Starting at the line that contains "like [(712, 630)]." and ending at the line that contains "[(739, 49)]", render only those lines of the records below as a JSON list of strings, one string per line, with blank lines omitted.

##### Data to use

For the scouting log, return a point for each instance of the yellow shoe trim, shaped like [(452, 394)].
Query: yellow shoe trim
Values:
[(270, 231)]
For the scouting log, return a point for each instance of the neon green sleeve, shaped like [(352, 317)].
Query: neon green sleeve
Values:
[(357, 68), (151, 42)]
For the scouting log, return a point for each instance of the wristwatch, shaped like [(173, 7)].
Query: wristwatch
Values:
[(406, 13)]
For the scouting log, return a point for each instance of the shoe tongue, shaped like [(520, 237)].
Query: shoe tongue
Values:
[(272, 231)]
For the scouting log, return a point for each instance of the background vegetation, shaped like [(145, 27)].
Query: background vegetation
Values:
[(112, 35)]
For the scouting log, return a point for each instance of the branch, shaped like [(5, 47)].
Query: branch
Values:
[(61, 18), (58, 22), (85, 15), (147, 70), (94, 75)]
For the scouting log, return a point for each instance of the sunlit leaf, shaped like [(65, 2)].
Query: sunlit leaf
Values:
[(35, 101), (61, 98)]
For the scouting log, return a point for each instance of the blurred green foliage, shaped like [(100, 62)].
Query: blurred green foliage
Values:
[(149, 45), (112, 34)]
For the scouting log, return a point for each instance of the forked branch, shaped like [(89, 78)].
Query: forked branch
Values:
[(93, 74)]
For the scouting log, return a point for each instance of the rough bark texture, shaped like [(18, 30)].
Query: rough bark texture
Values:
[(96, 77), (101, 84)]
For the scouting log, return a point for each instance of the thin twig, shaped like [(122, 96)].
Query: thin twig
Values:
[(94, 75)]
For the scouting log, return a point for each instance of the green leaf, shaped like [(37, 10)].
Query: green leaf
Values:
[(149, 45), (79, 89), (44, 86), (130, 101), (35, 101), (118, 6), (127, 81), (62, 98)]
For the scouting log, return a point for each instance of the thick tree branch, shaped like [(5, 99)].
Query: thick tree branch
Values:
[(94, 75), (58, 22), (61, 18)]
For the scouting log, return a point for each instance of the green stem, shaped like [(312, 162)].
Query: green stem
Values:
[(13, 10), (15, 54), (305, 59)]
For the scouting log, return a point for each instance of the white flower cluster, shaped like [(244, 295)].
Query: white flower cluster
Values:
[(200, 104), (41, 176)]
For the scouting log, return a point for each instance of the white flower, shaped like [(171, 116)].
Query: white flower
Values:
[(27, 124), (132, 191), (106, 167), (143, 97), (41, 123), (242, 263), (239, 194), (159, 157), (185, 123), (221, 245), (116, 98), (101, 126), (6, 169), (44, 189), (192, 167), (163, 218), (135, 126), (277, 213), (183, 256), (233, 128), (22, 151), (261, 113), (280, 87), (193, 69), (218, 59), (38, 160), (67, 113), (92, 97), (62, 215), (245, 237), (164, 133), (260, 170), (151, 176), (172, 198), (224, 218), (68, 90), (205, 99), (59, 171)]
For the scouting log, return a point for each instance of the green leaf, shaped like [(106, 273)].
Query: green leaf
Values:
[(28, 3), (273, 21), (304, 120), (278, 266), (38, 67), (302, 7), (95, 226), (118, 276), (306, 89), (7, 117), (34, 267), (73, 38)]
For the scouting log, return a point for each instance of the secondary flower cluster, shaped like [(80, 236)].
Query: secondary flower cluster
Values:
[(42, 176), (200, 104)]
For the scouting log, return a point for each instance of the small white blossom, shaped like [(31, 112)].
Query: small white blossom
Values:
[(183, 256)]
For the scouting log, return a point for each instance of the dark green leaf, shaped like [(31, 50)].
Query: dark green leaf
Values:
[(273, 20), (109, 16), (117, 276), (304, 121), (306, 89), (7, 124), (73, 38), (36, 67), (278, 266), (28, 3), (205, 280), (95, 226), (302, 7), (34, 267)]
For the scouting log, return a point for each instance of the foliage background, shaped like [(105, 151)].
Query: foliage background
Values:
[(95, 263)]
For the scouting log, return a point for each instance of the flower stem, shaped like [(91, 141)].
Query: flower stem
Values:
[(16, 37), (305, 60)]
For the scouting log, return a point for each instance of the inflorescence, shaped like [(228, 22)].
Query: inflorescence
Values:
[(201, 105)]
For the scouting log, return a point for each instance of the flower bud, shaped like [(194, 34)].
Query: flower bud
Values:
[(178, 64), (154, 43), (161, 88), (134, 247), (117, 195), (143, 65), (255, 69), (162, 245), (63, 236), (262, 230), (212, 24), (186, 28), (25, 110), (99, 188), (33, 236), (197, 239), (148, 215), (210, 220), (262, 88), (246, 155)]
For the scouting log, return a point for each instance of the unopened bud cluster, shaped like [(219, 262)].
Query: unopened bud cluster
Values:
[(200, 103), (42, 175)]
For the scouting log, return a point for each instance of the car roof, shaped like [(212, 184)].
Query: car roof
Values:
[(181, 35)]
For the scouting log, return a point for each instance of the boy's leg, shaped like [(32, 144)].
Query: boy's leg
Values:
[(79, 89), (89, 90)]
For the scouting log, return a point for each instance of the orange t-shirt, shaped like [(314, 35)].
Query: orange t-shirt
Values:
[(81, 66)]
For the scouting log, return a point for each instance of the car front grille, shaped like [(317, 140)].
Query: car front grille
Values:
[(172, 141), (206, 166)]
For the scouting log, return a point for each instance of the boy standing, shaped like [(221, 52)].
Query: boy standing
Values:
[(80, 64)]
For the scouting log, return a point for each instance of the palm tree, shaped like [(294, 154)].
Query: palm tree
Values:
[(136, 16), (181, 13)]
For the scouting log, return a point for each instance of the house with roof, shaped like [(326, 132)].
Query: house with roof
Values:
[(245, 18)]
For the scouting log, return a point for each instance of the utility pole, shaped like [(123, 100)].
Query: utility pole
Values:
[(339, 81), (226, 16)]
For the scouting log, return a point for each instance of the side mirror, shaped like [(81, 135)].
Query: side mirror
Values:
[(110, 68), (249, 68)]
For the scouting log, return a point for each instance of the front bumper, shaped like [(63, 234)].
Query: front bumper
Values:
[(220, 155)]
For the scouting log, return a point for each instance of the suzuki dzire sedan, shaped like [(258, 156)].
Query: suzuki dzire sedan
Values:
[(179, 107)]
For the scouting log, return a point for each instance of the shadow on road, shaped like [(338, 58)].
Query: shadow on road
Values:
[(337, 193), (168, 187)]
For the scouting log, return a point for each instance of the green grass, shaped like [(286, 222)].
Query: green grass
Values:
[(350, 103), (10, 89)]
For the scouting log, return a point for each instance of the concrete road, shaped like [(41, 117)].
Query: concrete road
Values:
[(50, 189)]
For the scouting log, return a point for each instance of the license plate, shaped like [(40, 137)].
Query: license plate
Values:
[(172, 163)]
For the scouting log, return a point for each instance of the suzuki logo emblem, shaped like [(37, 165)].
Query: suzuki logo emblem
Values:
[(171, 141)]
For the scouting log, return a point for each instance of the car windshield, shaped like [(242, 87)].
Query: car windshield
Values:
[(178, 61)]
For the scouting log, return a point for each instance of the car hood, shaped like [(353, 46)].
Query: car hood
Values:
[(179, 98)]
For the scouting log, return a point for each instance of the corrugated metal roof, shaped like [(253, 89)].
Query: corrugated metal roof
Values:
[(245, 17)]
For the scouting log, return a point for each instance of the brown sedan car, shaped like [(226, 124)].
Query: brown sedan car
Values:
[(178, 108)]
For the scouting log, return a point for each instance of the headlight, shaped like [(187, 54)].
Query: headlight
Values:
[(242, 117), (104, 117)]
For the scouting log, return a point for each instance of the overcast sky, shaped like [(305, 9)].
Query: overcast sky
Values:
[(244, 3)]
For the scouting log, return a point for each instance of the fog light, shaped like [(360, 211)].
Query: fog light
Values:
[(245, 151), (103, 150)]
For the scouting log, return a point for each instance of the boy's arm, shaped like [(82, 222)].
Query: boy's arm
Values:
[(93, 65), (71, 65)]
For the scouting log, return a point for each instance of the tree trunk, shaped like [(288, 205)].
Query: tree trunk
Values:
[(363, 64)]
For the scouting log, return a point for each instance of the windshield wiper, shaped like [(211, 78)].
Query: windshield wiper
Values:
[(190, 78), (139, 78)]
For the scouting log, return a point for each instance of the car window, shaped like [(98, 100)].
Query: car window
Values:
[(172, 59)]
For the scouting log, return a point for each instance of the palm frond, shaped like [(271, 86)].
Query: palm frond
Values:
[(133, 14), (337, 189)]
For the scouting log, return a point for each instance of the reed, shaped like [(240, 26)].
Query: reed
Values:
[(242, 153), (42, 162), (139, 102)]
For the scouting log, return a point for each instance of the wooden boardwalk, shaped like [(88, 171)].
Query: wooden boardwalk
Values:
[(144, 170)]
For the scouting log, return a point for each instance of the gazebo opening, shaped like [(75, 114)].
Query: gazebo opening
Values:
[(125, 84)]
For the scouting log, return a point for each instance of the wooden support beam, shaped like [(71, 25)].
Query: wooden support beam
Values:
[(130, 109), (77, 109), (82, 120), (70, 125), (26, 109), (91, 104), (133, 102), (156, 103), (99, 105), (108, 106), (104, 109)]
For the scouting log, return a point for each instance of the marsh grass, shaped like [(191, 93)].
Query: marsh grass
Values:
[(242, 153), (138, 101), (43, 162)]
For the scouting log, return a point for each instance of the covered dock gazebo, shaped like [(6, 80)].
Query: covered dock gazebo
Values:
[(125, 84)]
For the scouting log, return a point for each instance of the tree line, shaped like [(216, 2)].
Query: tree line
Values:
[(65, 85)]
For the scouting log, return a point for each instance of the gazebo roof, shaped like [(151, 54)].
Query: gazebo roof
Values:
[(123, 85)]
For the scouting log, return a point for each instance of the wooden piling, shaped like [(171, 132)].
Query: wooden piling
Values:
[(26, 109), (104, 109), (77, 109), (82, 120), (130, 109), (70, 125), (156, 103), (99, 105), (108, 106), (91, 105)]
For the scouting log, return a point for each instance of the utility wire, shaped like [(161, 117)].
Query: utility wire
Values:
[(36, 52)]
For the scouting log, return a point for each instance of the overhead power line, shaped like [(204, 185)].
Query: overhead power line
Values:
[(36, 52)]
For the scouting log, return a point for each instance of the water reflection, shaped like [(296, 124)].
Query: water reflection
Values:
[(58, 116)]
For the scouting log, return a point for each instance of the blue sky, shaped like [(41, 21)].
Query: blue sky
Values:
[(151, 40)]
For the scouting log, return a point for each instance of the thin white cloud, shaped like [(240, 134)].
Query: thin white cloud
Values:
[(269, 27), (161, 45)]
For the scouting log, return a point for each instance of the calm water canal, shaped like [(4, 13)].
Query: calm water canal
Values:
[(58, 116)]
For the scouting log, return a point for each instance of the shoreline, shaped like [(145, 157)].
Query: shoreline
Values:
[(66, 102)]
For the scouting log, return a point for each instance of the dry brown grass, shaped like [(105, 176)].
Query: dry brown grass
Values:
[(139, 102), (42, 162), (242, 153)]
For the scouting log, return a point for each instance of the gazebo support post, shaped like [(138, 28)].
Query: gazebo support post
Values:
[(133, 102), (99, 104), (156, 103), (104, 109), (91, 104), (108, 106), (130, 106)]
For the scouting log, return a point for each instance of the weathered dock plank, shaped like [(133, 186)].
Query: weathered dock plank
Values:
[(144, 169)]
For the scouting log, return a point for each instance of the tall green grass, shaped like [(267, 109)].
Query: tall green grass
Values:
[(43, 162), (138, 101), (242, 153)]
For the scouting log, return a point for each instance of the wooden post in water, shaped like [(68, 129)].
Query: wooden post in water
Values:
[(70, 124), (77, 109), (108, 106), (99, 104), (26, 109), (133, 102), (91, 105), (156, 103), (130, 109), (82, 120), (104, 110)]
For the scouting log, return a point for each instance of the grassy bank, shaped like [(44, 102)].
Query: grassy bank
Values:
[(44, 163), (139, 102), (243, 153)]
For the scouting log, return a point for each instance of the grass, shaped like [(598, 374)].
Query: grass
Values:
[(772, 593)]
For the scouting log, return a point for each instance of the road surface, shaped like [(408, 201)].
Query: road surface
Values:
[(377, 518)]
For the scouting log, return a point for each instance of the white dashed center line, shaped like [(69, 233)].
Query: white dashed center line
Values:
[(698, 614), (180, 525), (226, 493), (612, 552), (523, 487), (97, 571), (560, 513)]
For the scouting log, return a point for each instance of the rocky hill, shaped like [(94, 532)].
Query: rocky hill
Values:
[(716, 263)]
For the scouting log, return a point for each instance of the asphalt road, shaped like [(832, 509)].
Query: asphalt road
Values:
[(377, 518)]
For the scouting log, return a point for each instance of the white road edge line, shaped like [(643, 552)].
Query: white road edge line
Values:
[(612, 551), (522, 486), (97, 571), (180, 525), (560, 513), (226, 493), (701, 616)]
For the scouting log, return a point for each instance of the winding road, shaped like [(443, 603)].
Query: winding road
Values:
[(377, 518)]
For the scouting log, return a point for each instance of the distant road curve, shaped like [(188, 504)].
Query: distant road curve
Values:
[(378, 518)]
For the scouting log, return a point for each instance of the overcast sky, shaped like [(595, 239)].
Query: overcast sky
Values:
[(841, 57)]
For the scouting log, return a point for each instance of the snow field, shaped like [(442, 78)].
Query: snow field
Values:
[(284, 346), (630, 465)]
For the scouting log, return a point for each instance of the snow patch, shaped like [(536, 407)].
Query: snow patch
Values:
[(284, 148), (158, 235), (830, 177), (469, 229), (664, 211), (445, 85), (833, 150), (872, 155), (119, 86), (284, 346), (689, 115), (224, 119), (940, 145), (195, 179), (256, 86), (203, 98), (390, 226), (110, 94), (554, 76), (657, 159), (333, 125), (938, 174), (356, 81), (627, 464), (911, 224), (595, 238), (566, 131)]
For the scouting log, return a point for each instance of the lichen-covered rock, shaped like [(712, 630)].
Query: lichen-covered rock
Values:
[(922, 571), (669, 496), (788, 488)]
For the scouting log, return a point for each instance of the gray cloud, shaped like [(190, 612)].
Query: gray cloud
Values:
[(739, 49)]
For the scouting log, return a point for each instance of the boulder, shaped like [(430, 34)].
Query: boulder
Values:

##########

▸ Solved exercise
[
  "For the scouting log, return a point for each instance of the lichen-covered rock, shaped like [(712, 630)].",
  "Query: lichen-covered rock",
  "Values:",
  "[(922, 571), (669, 496), (788, 488)]",
  "For the scouting log, return a point for each instance of the gray cloud, shaped like [(190, 612)].",
  "Query: gray cloud",
  "Values:",
  "[(739, 49)]"
]